*** Recorded information ***

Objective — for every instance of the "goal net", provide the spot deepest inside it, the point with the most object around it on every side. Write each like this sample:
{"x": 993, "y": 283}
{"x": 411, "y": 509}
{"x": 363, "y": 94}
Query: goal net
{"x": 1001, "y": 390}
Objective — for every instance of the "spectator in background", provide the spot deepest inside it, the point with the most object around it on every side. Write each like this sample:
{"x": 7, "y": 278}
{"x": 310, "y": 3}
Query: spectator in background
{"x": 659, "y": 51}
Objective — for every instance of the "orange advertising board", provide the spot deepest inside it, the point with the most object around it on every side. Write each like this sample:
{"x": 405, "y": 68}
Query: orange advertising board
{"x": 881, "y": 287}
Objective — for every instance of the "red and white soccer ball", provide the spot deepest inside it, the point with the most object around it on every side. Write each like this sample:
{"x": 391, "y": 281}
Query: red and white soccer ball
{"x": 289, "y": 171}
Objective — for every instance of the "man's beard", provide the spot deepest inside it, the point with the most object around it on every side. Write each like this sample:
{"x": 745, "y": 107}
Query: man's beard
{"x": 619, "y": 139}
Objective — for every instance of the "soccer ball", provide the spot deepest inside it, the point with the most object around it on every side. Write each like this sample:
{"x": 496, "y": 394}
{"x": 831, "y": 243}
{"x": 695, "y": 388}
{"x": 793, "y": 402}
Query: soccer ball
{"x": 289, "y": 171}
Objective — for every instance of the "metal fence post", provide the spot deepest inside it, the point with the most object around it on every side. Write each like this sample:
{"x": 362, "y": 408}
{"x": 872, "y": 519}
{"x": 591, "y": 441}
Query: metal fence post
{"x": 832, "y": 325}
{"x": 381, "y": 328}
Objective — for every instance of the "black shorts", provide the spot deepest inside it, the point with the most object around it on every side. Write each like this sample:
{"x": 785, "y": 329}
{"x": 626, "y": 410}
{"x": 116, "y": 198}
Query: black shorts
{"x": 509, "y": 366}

***

Problem details: Copy out the full listing exactly.

Correct response:
Objective — for every instance of the "goal net", provide the spot deepest inside it, the point with the most object around it on every side. Write each like this sample:
{"x": 993, "y": 283}
{"x": 411, "y": 509}
{"x": 363, "y": 94}
Query: goal net
{"x": 1001, "y": 390}
Objective — for every instance of the "spectator in background", provide the spot deepest inside it, the point with the most object around it on every side. Write each like this sample:
{"x": 7, "y": 278}
{"x": 310, "y": 3}
Query: spectator in background
{"x": 659, "y": 51}
Objective — for every instance of the "orange advertising board", provide the spot deepest inside it, the point with the most object around it on every side. Write each like this sample:
{"x": 405, "y": 68}
Query: orange advertising board
{"x": 881, "y": 287}
Objective — for every instance of the "red and white soccer ball", provide the spot deepest inside it, the point with the most object around it on every side. Write each like this sample:
{"x": 391, "y": 281}
Query: red and white soccer ball
{"x": 289, "y": 171}
Objective — for every instance of the "man's beard", provide the spot deepest inside it, the point with the most object around it on every side. Write each like this sample:
{"x": 745, "y": 107}
Query: man's beard
{"x": 619, "y": 139}
Objective — for every instance of the "soccer ball", provide the spot deepest inside it, the point with the most object around it on every side. Write each like this sample:
{"x": 496, "y": 394}
{"x": 831, "y": 243}
{"x": 695, "y": 388}
{"x": 793, "y": 402}
Query: soccer ball
{"x": 289, "y": 171}
Objective — for every instance of the "metal fence post", provide the spot deepest inside it, the point with the most object around it on every side. Write each like this sample:
{"x": 362, "y": 408}
{"x": 872, "y": 519}
{"x": 591, "y": 441}
Query: metal fence post
{"x": 832, "y": 325}
{"x": 381, "y": 328}
Objective — for every instance of the "black shorts", provide the spot deepest inside it, the point with the most object around it on every side. Write each like this sample:
{"x": 785, "y": 329}
{"x": 626, "y": 410}
{"x": 116, "y": 198}
Query: black shorts
{"x": 509, "y": 366}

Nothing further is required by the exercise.